Entries for pointing at labeled objects:

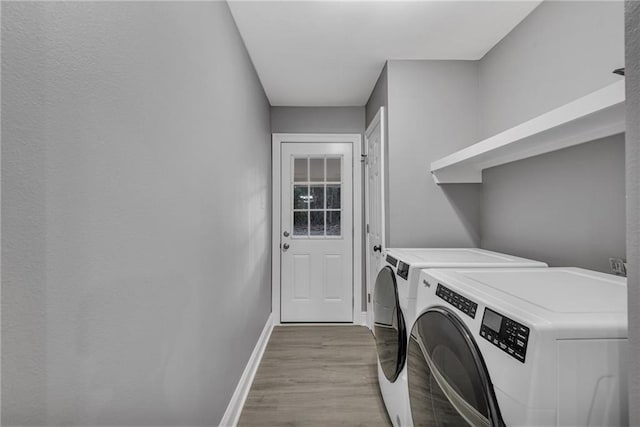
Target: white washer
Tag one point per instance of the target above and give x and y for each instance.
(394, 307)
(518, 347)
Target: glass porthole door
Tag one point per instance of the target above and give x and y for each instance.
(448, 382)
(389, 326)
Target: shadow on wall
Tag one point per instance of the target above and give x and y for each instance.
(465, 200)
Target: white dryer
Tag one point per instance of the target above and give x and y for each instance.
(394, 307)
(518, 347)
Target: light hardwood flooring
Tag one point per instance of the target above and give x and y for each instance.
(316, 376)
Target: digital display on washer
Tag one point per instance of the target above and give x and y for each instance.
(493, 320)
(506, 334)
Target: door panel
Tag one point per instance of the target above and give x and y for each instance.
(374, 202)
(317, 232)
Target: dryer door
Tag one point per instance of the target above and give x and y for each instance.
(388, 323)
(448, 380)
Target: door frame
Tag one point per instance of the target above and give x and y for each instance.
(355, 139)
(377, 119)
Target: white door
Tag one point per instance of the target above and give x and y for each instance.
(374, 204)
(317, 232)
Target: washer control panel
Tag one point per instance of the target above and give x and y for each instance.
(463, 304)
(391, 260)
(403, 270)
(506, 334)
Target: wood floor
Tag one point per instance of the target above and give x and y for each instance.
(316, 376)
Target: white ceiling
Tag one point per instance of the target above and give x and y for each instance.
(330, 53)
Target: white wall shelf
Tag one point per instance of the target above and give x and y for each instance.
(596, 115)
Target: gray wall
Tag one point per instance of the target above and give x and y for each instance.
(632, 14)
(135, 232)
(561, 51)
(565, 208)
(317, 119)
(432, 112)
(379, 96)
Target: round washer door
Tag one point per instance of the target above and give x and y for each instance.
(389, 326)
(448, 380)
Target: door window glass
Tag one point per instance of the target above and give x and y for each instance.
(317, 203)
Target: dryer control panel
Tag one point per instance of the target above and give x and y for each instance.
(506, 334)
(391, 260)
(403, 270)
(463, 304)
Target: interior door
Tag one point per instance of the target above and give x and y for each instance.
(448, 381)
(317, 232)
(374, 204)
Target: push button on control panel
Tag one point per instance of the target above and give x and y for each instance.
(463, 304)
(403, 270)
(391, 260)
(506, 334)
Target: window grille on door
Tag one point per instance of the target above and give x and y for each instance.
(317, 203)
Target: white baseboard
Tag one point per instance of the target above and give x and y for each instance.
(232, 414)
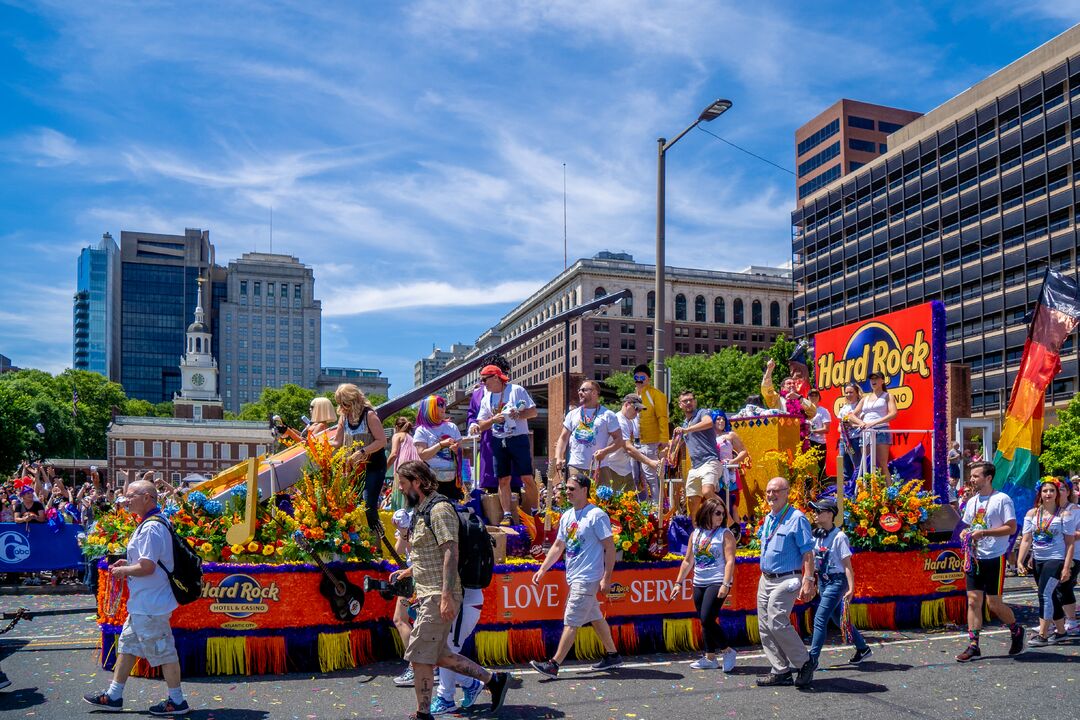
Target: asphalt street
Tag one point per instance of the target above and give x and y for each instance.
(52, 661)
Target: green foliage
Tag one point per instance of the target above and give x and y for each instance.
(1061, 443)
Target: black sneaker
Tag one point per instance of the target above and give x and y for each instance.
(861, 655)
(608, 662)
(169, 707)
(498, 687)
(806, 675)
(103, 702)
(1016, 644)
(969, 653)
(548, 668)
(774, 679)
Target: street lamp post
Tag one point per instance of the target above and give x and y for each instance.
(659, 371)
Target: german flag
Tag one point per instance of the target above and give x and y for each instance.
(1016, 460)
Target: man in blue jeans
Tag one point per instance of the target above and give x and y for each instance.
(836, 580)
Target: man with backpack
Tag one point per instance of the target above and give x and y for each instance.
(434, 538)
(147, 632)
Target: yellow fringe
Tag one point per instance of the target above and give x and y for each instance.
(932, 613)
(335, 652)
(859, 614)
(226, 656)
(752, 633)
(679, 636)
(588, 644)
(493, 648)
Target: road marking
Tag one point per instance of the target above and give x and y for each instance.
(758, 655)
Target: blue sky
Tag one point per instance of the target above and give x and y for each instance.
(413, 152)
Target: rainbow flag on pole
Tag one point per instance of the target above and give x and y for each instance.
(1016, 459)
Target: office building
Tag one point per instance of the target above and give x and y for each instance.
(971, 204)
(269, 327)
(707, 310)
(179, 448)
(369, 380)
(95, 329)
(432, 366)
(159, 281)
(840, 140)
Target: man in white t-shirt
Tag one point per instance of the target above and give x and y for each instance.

==

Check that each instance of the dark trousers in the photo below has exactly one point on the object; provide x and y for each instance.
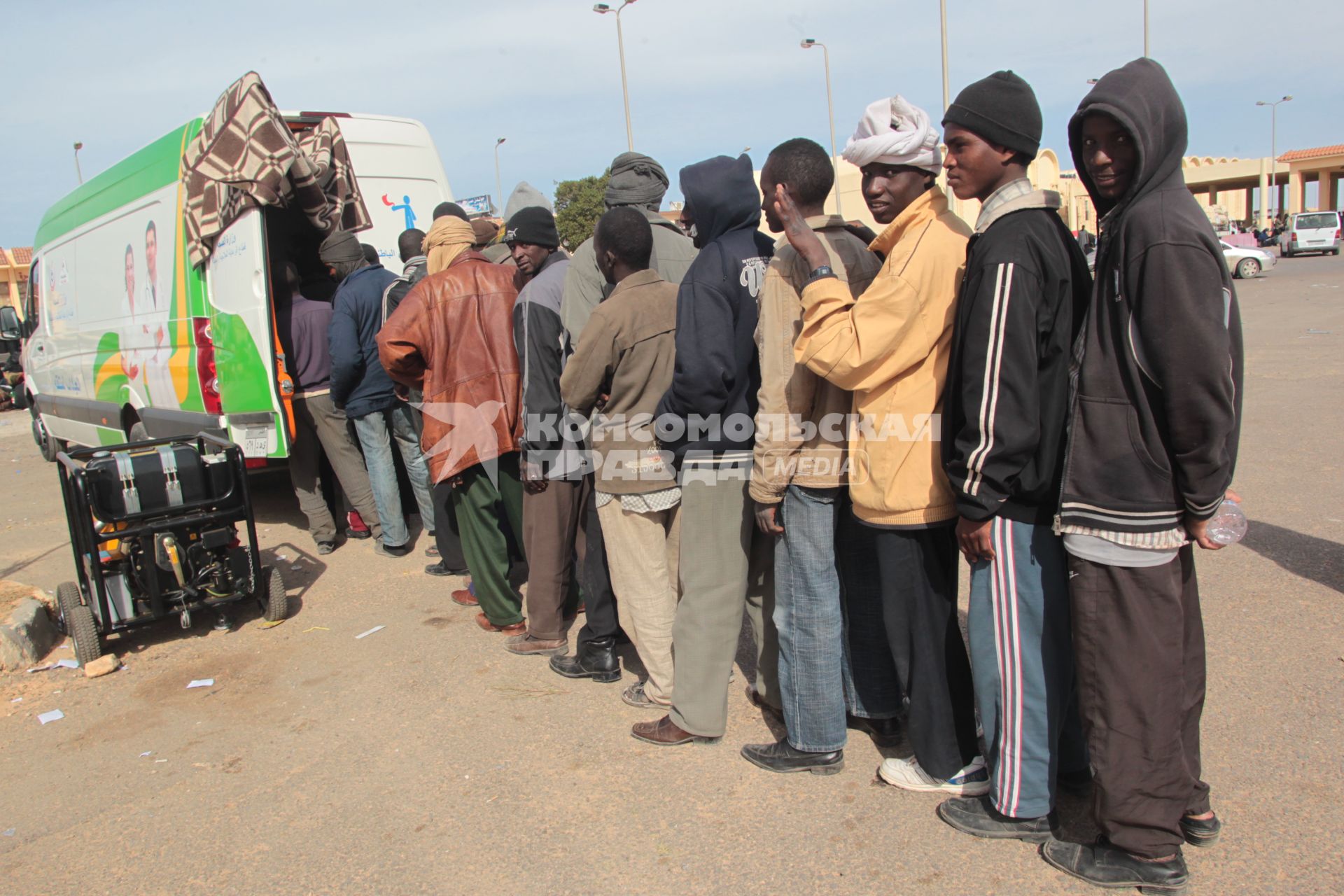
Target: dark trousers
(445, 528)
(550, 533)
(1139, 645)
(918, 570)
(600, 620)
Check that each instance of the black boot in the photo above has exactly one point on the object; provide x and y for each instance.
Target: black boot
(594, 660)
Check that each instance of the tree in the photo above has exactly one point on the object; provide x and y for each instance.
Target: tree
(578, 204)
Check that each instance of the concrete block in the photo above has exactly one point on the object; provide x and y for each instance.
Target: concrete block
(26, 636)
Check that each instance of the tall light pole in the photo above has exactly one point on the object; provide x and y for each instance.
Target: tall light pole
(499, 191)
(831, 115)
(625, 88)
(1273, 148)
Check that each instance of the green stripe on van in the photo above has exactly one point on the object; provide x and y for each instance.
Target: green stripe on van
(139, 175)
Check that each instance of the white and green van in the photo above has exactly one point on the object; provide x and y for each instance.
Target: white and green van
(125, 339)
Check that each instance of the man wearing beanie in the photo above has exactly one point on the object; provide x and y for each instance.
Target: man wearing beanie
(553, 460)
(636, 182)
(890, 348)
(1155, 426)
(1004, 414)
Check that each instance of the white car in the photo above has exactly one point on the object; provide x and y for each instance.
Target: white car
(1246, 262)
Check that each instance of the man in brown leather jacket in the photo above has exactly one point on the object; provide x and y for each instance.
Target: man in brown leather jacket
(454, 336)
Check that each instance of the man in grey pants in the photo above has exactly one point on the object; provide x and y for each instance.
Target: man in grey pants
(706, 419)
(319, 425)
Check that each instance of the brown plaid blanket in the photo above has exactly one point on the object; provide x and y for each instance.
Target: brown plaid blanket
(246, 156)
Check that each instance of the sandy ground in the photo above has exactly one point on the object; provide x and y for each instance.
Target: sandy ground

### TO BE DONE
Extract each line of the data above that contains the string "dark". The match is case-sensitive.

### RESPONSE
Check that each instance of the dark trousers in the photo below has exactly one point on the object; provide x and y for each instance.
Target: dark trousers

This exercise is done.